:: TUGAS DAN LATIHAN ::
1. Salin persis sebagian tulisan tentang santri dan aliran sesat. Mulailah dari kata-kata "SANTRI KEHILANGAN" dan berhentilah setelah kata-kata "Lebay Pada Kyai.".
2. Jawab pertanyaan berikut berdasarkan tulisan tentang santri dan aliran sesat:
(a) Apa judul penyebab pertama dalam daftar?
(b) Bagaimana sikap Pak Kyai ketika penulis berbeda pendapat dengannya?
(c) Imam Syafi'i disebut sebagai murid siapa saja?
3. Teruskan tulisan tentang santri dan aliran sesat, dimulai setelah kalimat terakhir yang tercantum.

:: BACAAN ::

········

SANTRI KEHILANGAN
PENERANGAN
“Hhh….alumni pesantren kok malah
jadi pimpinan aliran
sesat”. Lama-lama gatal juga
telinga kalau dengar kalimat itu. Mau ngebantah….faktanya yang kayak gitu emang
lumayan banyak. Alumni pesantren tapi keblinger. Mending kalau cuma nakal
tindakan. Ini nakalnya urusan aqidah. Padahal nyantrinya lumayan lama lho. Berikut
ini hasil survey saya sehubungan sama beberapa penyebab kenapa santri yang udah
lama banget di pesantren masih juga terpeleset ke aliran yang nggak benar.
1. Tawadlu’ Lebay Pada Kyai.
Saya masih ingat betul
gimana marahnya para ustadz gara-gara saya berbeda pendapat sama Pak Kyai
(almarhum). Katanya saya tuh nggak tawadlu’. Padahal saat itu Pak Kyai
tenang-tenang aja. So what gitu loh. Berbeda pendapat sama guru itu sah-sah aja
selama kita nyampaikannya dengan etika yang benar. Jangan pernah lupa kalau guru
kita itu cuma manusia yang masih mungkin salah. Jangan pernah lupa juga kalau
Imam Syafi’i adalah murid Imam Maliki dan Imam Hanafi. Tapi nyatanya madzhab
beliau berbeda dengan kedua gurunya. Faktanya, Imam Syafi’i nggak kualat.
Pesantren adalah tempat
mencetak agamawan yang mandiri dalam mencetuskan pemahaman atas sebuah hukum,
bukan mencetak agamawan yang apa kata Pak Kyai. Kyai kita bukan makhluk abadi
yang bisa selalu mendampingi kita. Beliau pada saatnya akan berhadapan dengan
kata wafat. So penting banget bagi santri untuk nggak bergantung mutlak pada
Kyai.

········

Baris dari dataset penunjukan:

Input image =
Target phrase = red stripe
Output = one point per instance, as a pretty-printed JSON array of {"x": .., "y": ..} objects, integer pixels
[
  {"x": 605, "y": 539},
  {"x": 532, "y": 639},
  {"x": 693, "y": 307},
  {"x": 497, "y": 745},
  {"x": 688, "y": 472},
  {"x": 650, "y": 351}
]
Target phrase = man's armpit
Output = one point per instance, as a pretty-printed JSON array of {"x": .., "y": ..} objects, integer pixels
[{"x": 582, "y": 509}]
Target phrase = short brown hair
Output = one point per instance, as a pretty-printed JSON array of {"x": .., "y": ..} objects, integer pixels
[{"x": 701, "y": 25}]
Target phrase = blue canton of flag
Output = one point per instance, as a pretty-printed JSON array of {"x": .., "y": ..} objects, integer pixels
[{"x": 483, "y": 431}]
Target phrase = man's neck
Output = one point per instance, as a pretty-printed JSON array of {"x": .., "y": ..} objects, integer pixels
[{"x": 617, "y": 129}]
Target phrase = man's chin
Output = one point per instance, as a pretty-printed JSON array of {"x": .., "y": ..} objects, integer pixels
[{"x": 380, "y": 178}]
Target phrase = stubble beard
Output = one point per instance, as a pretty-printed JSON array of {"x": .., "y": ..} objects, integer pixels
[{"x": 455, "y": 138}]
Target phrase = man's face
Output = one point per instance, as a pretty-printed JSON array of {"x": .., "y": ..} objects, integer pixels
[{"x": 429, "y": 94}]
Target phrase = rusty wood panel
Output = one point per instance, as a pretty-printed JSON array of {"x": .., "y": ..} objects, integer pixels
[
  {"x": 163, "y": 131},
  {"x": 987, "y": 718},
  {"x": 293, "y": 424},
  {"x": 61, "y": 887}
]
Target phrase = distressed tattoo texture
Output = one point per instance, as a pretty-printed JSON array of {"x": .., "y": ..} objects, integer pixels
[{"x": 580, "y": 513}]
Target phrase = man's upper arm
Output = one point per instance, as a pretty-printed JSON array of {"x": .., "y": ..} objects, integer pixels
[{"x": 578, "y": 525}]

········

:: HASIL LATIHAN ::
1.
SANTRI KEHILANGAN
PENERANGAN
“Hhh….alumni pesantren kok malah
jadi pimpinan aliran
sesat”. Lama-lama gatal juga
telinga kalau dengar kalimat itu. Mau ngebantah….faktanya yang kayak gitu emang
lumayan banyak. Alumni pesantren tapi keblinger. Mending kalau cuma nakal
tindakan. Ini nakalnya urusan aqidah. Padahal nyantrinya lumayan lama lho. Berikut
ini hasil survey saya sehubungan sama beberapa penyebab kenapa santri yang udah
lama banget di pesantren masih juga terpeleset ke aliran yang nggak benar.
1. Tawadlu’ Lebay Pada Kyai.

2.
(a) Tawadlu' Lebay Pada Kyai.
(b) Pak Kyai tenang-tenang saja.
(c) Imam Maliki dan Imam Hanafi.

3.
Agamawan keblinger akan bilang, “Kalau kata Pak Kyai
sih hukumnya begini”. Sedang agamawan sejati akan bilang, “Kalau berdasarkan
dalil ini, maka hukumnya begini”.
2. Wawasan Pengetahuan Umum Yang Minim.
Allah nggak pernah
ngebedain ilmu agama dengan ilmu umum. Lewat baginda Nabi, Allah menyatakan
wajibnya mencari ilmul haal atau ilmu
yang dibutuhkan secara kondisional. Kalau kita butuh lulus sekolah, itu berarti
wajib bagi kita untuk mengusai ilmu sekolah. Kita lagi dituntut bisa bikin
rumah, berarti kita wajib belajar ilmu pertukangan. Kita mempelajari ilmu
agama, berarti kita juga wajib menguasai ilmu umum yang bisa mendukung
pemahaman kita menjadi lebih baik.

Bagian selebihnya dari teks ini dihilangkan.